== Segment start ==
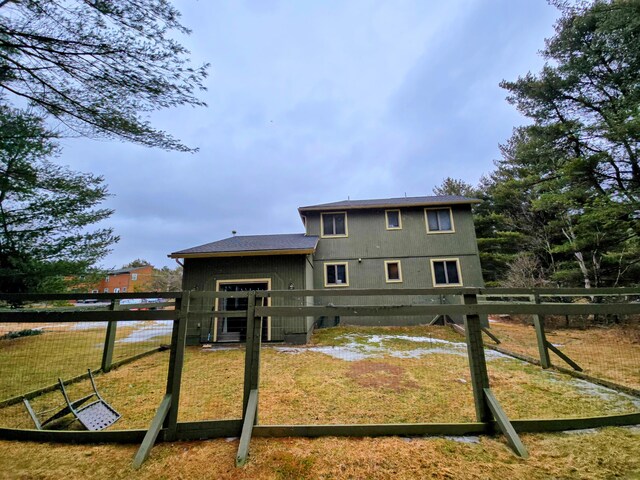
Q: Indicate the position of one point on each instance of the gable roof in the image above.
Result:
(247, 245)
(393, 202)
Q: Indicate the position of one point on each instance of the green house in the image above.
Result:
(395, 243)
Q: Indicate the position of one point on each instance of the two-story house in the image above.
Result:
(414, 242)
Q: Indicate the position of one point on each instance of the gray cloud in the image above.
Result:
(313, 102)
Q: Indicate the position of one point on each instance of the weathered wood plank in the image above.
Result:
(154, 429)
(73, 436)
(490, 334)
(477, 361)
(505, 425)
(209, 429)
(599, 381)
(371, 430)
(538, 322)
(110, 339)
(176, 364)
(561, 424)
(247, 428)
(32, 297)
(486, 308)
(35, 316)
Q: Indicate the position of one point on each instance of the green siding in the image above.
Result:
(369, 238)
(369, 244)
(365, 249)
(283, 270)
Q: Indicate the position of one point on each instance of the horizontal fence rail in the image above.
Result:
(535, 345)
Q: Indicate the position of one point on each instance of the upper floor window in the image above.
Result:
(394, 221)
(393, 271)
(439, 220)
(336, 274)
(334, 224)
(446, 272)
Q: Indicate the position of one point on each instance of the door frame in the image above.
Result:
(240, 280)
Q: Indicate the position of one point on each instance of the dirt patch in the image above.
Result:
(381, 375)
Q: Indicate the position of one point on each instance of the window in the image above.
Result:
(393, 271)
(336, 275)
(394, 221)
(439, 220)
(334, 224)
(446, 272)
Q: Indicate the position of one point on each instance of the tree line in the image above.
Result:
(77, 68)
(562, 206)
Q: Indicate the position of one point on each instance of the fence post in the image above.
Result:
(252, 354)
(110, 339)
(477, 361)
(251, 379)
(176, 363)
(538, 322)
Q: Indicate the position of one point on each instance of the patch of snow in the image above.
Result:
(463, 438)
(582, 431)
(360, 347)
(158, 328)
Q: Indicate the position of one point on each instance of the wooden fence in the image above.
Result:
(474, 303)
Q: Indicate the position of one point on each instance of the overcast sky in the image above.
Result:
(314, 102)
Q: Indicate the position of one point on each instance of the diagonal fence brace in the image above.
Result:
(505, 425)
(247, 429)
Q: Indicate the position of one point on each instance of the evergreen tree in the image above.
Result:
(46, 210)
(98, 66)
(576, 168)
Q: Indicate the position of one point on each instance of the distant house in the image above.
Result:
(415, 242)
(133, 279)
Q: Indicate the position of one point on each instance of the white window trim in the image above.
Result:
(346, 226)
(346, 274)
(386, 218)
(433, 272)
(386, 271)
(426, 219)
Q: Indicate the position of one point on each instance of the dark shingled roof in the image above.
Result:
(393, 202)
(293, 243)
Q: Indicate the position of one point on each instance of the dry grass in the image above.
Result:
(305, 386)
(609, 353)
(28, 363)
(607, 453)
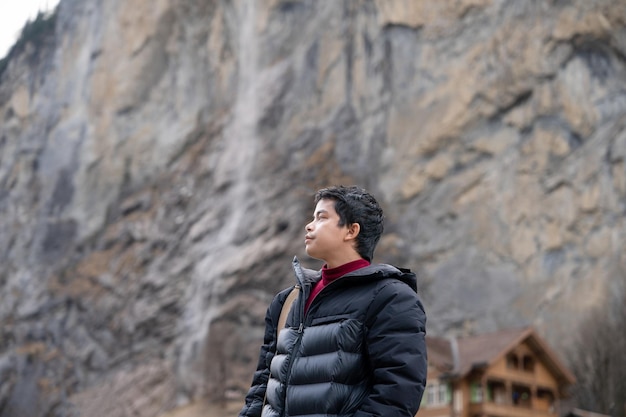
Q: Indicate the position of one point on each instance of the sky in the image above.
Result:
(13, 16)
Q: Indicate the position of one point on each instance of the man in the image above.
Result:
(353, 344)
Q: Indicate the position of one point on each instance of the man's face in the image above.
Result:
(325, 239)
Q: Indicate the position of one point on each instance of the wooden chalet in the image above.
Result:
(509, 373)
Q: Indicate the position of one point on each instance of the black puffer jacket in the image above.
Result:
(359, 351)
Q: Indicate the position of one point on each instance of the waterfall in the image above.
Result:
(233, 173)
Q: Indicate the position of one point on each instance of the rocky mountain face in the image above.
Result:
(158, 160)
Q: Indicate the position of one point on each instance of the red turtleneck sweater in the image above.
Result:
(331, 274)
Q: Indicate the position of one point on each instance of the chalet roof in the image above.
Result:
(480, 351)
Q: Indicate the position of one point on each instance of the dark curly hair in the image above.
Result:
(355, 205)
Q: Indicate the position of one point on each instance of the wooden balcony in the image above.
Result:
(507, 410)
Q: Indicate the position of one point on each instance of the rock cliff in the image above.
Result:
(158, 160)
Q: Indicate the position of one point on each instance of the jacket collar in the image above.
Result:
(372, 272)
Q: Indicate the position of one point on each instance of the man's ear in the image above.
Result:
(353, 231)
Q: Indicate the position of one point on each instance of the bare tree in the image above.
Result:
(598, 357)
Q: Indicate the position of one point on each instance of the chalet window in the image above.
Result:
(528, 363)
(476, 392)
(443, 395)
(437, 395)
(430, 394)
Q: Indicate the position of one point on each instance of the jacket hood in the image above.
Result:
(372, 272)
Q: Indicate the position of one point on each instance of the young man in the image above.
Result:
(353, 344)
== Segment end ==
▶ **EXERCISE AIM**
The material must be restated verbatim. Its pictures must be omitted.

▶ **PROBLEM SOLUTION**
Q: Indicate the position of one point on each instance of the gable roof in the image above.
Result:
(247, 245)
(393, 202)
Q: Indicate the position of one point on each instance of the green house in the image above.
Result:
(395, 243)
Q: Indicate the position of one point on each instance of the two-story house in the image above.
Result:
(414, 242)
Q: Indicate the position of one point on each instance of the gray cloud in the image above.
Result:
(313, 102)
Q: Indicate the position of one point on each instance of the weathered wood plank in the image above.
Result:
(154, 429)
(73, 436)
(490, 334)
(477, 361)
(505, 425)
(209, 429)
(599, 381)
(371, 430)
(538, 322)
(110, 339)
(176, 364)
(561, 424)
(247, 428)
(32, 297)
(486, 308)
(35, 316)
Q: Indicate the position of one point on each instance of the green siding in the image above.
Result:
(369, 238)
(369, 244)
(365, 249)
(283, 270)
Q: Indicate the position of one point on each instance of the horizontal fence rail in the image above.
Result:
(535, 345)
Q: Indicate the position of one point on each instance of the upper floor window in the image above.
Result:
(394, 221)
(393, 271)
(439, 220)
(336, 274)
(334, 224)
(446, 272)
Q: Indicate the position of one point on each instance of the door frame in the image above.
Result:
(240, 280)
Q: Indicate the position of one point on each instance of the dirt patch in the image above.
Result:
(381, 375)
Q: Indicate the position of one point on each instance of the window in the image above.
Result:
(393, 271)
(336, 275)
(394, 221)
(439, 220)
(334, 224)
(446, 272)
Q: Indicate the position of one point on each instance of the tree line in the image above.
Result:
(77, 68)
(562, 206)
Q: Indicate the position of one point on each instance of the fence post in the image above.
Result:
(252, 354)
(110, 339)
(477, 361)
(251, 379)
(176, 363)
(538, 322)
Q: Indicate the position of one point on each instance of the patch of snow in the image above.
Result:
(463, 438)
(582, 431)
(360, 347)
(158, 328)
Q: Indicate the position of one point on each instance of the wooden fence in the image above.
Result:
(474, 303)
Q: Indicate the position of one point on each instance of the overcast sky in the image above.
Result:
(314, 102)
Q: Indicate the position of one point on each instance of the diagonal fence brace in the image above.
Result:
(505, 425)
(247, 429)
Q: Indicate the position of one point on each instance of the evergreen tree in the image above.
Result:
(46, 210)
(98, 66)
(576, 168)
Q: Indicate the position of one point on each instance of the distant house in the image above.
Result:
(415, 242)
(133, 279)
Q: Indicate the position of one point on each instance of the white window trim in the image above.
Result:
(346, 226)
(346, 274)
(386, 218)
(433, 272)
(386, 271)
(426, 219)
Q: Indicate the position of one point on each instance of the dark shingled roof in the image above.
Result:
(393, 202)
(293, 243)
Q: Indicate the position of one point on each instance of the dry grass in the image above.
Result:
(305, 386)
(609, 353)
(28, 363)
(607, 453)
Q: Indicate the position of one point on each instance of the sky in the image above.
Result:
(13, 16)
Q: Indicate the position of one point on each instance of the man in the image above.
Result:
(353, 344)
Q: Indicate the position of one point on each instance of the man's face in the image above.
Result:
(325, 239)
Q: Indicate the position of one point on each instance of the wooden chalet in the image above.
Result:
(509, 373)
Q: Indicate the position of one point on each instance of the black puffer jacket in the image above.
Result:
(359, 351)
Q: Indicate the position of one point on each instance of the waterfall in the image above.
Result:
(233, 173)
Q: Indicate the position of one point on each instance of the rocky mountain face in the image above.
Result:
(158, 160)
Q: Indicate the position of one point on each instance of the red turtleneck sweater in the image above.
Result:
(331, 274)
Q: Indicate the position of one point on each instance of the chalet roof in the image above.
Result:
(480, 351)
Q: Indicate the position of one point on each instance of the dark curly hair in the image above.
Result:
(355, 205)
Q: Indicate the position of one point on each instance of the wooden balcony in the image above.
Result:
(507, 410)
Q: Indicate the position of one point on each instance of the rock cliff in the image above.
Result:
(158, 160)
Q: Indicate the position of one point on each instance of the jacket collar in the image above.
Result:
(372, 272)
Q: Indicate the position of one point on each instance of the man's ear in the image above.
Result:
(353, 231)
Q: Indicate the position of one point on each instance of the bare tree in the image above.
Result:
(598, 357)
Q: Indicate the position of one point on each instance of the chalet window in the image above.
Result:
(528, 363)
(476, 392)
(443, 395)
(437, 395)
(430, 394)
Q: Indicate the position of one point on each instance of the jacket hood in the image above.
Result:
(372, 272)
Q: Indicate the position of one point on each instance of the young man in the image above.
Result:
(353, 344)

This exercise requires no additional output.